### WHAT YOU ARE ASKED TO DO
Gather every line in the data below that contains the string "neck", and copy each one unchanged.

### DATA EXTRACT
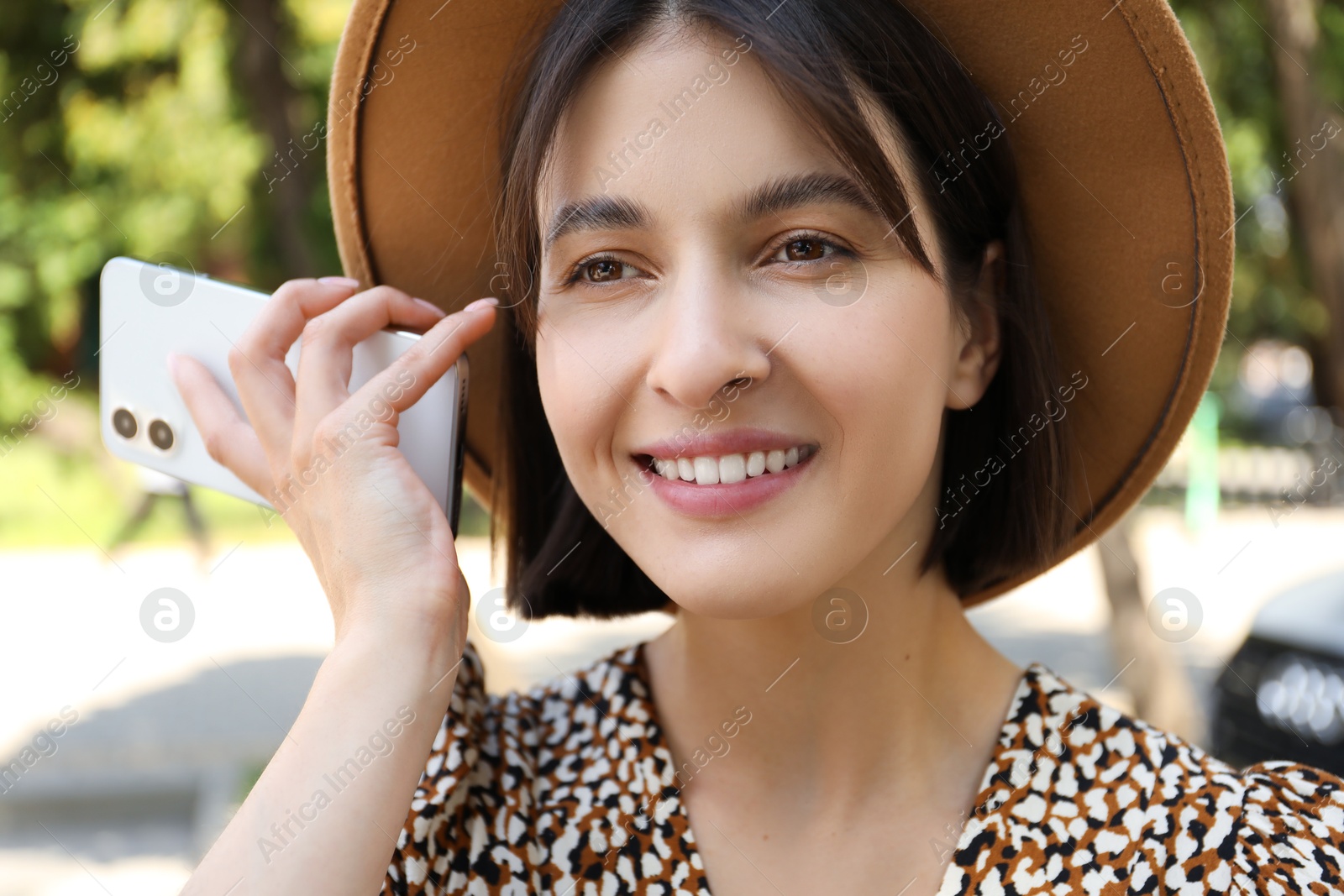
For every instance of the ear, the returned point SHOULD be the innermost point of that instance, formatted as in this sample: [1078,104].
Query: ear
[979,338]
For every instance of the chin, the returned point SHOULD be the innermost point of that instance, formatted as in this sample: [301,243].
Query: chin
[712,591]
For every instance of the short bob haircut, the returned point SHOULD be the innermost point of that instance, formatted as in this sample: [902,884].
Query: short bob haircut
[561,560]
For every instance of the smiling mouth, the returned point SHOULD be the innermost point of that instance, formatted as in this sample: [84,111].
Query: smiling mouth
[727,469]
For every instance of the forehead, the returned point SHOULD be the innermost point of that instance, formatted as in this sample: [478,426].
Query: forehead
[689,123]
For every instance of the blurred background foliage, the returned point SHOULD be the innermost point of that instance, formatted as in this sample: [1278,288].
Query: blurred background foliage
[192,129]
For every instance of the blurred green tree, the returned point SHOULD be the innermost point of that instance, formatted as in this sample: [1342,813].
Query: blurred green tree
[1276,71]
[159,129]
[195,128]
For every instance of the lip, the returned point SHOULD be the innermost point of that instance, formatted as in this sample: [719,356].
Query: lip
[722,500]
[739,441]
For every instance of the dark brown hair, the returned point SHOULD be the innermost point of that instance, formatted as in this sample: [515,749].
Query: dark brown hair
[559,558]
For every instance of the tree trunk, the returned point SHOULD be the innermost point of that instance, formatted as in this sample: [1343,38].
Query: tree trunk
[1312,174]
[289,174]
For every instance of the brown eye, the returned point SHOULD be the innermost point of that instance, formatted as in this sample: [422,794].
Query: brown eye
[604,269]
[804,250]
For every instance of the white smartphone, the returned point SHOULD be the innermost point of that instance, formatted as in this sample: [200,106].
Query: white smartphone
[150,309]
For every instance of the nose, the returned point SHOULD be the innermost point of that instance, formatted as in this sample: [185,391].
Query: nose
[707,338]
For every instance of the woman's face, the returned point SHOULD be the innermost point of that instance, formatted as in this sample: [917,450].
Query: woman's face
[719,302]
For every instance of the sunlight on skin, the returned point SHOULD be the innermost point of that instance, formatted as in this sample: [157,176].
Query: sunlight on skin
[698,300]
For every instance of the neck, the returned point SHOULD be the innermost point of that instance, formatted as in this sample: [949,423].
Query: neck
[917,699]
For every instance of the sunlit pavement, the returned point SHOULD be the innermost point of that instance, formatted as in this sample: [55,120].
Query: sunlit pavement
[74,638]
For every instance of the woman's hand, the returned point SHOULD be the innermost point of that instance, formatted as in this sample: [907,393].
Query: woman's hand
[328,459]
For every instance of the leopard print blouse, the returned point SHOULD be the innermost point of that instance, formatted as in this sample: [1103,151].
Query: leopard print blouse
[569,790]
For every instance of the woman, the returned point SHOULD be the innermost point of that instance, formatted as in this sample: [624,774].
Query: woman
--
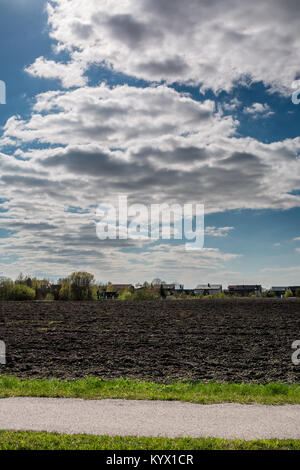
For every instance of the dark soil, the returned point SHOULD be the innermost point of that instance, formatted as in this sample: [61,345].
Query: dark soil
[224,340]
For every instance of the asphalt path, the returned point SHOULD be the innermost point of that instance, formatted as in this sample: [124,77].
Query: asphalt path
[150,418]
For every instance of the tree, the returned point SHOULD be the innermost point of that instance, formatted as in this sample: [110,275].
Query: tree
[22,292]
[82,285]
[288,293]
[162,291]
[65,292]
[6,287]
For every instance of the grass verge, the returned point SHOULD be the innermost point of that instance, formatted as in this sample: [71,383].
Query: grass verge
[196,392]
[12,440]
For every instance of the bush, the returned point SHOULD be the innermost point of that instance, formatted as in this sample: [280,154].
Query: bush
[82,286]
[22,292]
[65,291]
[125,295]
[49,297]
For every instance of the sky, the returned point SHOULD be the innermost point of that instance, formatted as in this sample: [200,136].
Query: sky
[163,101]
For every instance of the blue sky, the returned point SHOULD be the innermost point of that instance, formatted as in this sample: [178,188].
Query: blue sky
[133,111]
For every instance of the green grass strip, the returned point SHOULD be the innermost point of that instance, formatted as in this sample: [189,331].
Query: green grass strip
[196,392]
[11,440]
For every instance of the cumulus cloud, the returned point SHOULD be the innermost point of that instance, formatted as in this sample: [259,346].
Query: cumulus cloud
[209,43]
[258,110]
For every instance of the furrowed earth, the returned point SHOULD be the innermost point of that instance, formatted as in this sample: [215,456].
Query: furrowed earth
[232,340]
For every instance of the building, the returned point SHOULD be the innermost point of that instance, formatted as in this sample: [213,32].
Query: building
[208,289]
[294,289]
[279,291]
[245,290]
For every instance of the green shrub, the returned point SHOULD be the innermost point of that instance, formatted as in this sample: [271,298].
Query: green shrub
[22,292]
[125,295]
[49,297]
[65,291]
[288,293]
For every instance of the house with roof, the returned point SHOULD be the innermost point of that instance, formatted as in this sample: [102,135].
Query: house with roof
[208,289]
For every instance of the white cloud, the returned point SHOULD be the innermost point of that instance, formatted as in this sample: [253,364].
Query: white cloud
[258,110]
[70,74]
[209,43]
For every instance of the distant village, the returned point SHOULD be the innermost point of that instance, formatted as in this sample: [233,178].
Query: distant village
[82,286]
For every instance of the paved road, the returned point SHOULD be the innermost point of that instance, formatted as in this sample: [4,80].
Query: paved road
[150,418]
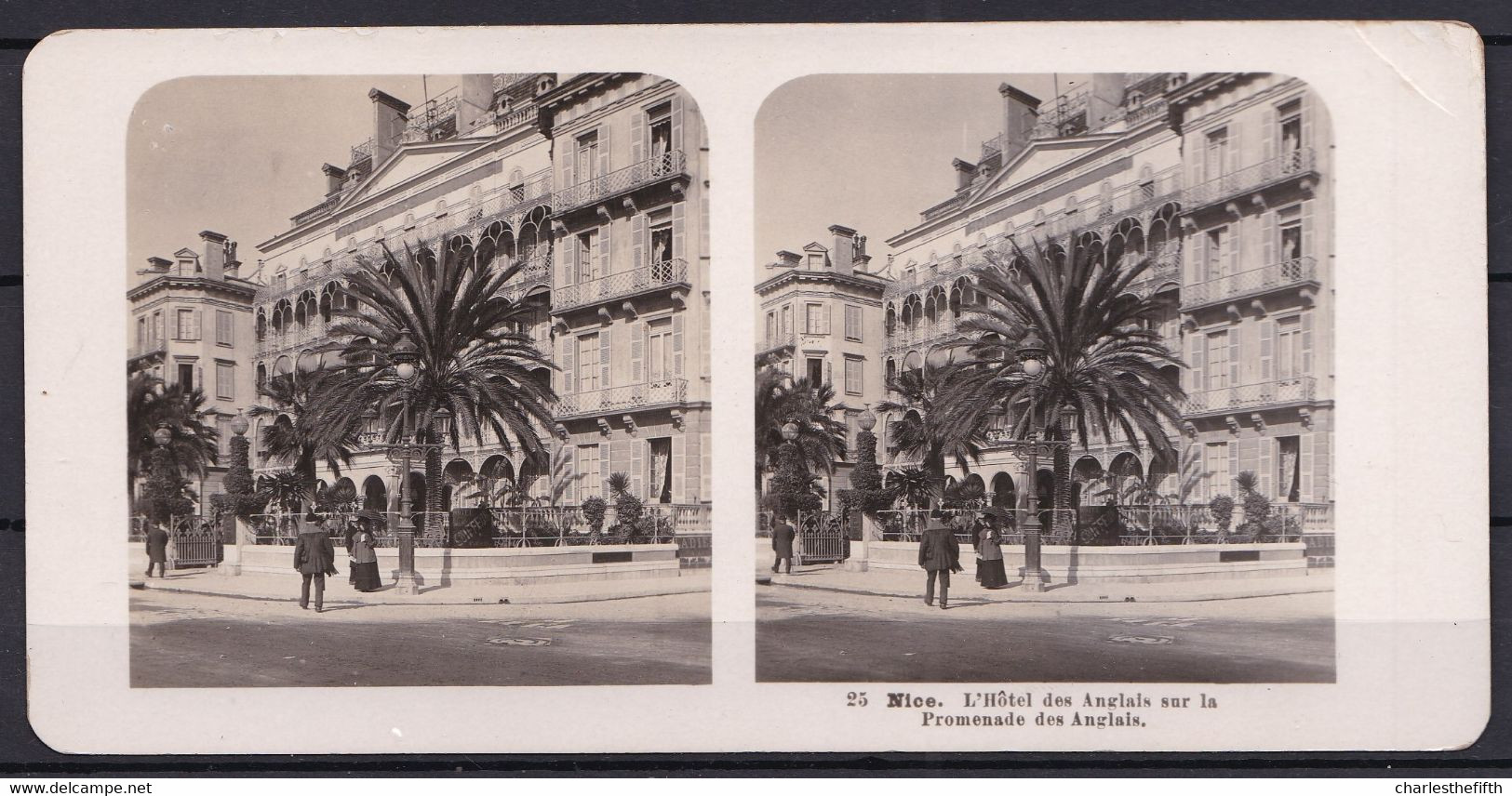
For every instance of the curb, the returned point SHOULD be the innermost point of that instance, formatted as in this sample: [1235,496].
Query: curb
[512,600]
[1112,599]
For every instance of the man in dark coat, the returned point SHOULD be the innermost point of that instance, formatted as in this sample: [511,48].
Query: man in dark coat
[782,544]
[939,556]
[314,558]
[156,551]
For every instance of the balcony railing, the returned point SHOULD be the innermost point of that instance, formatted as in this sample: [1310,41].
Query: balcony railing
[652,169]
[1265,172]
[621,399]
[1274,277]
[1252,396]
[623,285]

### TASK SOLUTION
For every instance of the neck, the returned point SHOULD be the innermost point of that instance, formatted as in this sample: [949,423].
Query: neck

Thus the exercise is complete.